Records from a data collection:

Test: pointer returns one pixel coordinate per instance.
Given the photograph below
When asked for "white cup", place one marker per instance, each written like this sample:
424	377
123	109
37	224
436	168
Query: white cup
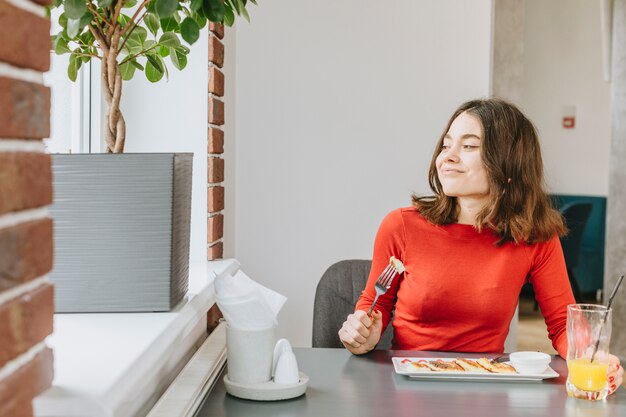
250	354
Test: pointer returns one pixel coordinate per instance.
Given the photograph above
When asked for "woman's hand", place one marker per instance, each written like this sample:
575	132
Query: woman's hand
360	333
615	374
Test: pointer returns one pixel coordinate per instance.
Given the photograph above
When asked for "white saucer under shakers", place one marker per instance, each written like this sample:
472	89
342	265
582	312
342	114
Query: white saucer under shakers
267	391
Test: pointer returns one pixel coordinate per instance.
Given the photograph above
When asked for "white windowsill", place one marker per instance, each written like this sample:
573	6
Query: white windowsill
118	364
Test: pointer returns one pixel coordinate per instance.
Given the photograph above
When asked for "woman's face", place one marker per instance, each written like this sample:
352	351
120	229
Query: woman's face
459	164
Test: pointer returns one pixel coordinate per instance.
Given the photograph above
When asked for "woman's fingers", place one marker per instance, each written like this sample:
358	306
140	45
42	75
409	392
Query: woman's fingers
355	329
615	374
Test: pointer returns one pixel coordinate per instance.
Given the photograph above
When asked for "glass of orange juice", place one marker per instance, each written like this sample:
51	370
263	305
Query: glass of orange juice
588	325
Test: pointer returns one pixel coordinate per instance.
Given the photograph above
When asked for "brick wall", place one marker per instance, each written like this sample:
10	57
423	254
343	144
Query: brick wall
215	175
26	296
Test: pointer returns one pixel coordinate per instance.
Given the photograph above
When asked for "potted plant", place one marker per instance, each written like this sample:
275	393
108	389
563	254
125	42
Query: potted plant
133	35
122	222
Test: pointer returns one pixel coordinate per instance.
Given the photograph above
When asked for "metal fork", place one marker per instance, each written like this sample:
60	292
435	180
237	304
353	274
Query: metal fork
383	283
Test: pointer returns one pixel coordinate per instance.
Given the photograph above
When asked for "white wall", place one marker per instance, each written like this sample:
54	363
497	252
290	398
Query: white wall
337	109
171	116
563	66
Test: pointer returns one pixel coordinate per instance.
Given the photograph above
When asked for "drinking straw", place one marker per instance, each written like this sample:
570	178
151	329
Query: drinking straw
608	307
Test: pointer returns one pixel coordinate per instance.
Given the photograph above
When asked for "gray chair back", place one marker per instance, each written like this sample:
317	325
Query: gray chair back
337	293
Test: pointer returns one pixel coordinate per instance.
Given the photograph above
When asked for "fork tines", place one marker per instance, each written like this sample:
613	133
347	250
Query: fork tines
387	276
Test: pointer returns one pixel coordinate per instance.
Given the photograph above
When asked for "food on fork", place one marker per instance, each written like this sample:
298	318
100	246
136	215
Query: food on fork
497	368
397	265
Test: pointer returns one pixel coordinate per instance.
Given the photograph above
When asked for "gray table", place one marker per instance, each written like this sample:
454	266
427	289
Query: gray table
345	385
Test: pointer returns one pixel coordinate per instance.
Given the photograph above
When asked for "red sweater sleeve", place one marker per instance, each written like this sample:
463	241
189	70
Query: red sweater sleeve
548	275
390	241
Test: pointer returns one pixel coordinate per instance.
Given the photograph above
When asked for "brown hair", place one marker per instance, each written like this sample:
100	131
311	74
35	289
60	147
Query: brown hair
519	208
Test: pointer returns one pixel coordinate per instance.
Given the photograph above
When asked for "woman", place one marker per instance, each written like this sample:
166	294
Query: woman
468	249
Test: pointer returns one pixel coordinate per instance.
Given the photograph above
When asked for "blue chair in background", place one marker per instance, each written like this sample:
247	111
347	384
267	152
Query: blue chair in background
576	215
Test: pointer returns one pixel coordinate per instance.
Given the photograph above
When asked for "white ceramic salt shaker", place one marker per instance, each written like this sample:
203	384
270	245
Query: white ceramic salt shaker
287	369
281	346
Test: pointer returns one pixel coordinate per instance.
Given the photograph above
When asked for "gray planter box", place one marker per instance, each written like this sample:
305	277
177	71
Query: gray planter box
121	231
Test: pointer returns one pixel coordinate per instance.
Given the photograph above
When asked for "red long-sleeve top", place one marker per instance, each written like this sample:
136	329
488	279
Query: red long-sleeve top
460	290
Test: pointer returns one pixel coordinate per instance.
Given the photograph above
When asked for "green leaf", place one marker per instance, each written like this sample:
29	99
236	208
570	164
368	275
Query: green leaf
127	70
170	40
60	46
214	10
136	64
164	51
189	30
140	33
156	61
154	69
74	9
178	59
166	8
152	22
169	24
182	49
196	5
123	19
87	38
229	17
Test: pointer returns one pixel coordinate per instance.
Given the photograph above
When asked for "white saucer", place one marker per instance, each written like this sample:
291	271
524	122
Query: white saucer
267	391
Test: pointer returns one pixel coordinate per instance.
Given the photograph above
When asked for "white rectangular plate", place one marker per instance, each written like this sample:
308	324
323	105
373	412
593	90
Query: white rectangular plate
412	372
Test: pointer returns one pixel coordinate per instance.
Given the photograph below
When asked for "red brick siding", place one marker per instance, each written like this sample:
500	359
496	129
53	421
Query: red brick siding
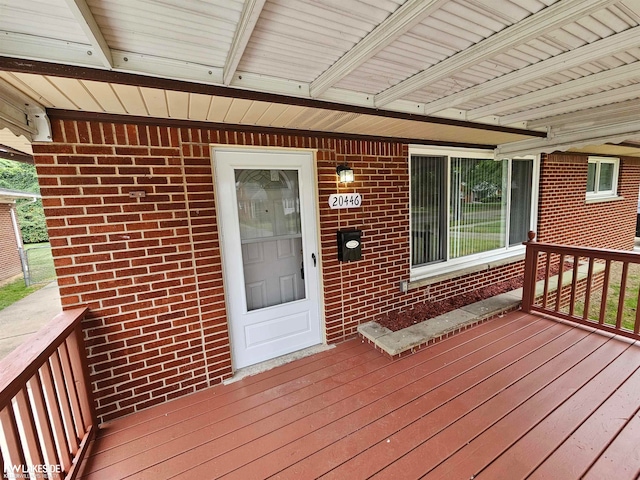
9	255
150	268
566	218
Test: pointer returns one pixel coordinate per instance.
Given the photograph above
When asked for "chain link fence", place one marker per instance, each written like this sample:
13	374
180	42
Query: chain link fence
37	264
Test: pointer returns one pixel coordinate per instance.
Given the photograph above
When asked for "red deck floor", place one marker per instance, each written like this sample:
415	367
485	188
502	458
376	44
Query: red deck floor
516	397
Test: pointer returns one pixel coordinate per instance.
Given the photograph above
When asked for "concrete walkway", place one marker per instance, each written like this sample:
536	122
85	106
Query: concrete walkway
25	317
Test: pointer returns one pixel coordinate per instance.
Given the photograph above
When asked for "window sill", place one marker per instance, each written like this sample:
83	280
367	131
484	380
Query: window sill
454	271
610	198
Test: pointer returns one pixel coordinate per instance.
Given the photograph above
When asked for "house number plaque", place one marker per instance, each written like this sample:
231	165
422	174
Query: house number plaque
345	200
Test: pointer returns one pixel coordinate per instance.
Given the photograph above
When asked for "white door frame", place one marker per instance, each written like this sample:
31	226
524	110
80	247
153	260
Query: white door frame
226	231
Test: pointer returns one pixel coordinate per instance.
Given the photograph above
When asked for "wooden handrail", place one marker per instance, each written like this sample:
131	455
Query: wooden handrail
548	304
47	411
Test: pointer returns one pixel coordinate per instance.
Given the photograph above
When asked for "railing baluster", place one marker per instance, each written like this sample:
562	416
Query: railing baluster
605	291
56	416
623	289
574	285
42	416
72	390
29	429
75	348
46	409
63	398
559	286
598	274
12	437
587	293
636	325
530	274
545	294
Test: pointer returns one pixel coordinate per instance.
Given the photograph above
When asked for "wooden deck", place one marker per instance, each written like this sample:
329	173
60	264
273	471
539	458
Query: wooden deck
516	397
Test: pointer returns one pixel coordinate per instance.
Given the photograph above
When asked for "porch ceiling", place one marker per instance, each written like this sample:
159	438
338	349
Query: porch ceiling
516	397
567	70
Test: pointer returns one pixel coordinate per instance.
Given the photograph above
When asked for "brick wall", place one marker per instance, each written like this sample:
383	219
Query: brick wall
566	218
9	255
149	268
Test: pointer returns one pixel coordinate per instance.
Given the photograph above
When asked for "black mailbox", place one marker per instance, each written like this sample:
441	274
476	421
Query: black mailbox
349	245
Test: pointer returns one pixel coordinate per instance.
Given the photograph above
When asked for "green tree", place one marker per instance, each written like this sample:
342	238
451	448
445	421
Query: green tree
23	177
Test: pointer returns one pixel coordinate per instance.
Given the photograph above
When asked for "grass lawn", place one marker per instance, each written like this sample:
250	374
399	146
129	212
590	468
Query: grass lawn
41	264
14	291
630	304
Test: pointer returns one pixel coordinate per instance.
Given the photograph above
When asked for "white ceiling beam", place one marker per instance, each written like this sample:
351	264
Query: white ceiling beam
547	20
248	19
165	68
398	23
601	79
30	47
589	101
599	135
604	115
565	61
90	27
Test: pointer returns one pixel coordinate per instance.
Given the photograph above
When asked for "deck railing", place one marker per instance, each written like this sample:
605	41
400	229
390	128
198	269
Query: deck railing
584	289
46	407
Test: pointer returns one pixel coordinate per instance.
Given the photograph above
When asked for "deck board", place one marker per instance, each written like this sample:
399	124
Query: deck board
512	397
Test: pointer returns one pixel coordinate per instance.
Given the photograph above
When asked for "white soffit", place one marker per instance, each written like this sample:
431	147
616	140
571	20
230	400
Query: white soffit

> [Task details]
All lines in the records above that contain "soffit" are to be reported.

> [Result for this task]
When asked for "white soffit", place one marker per instance, each written like this sample:
Query: white soffit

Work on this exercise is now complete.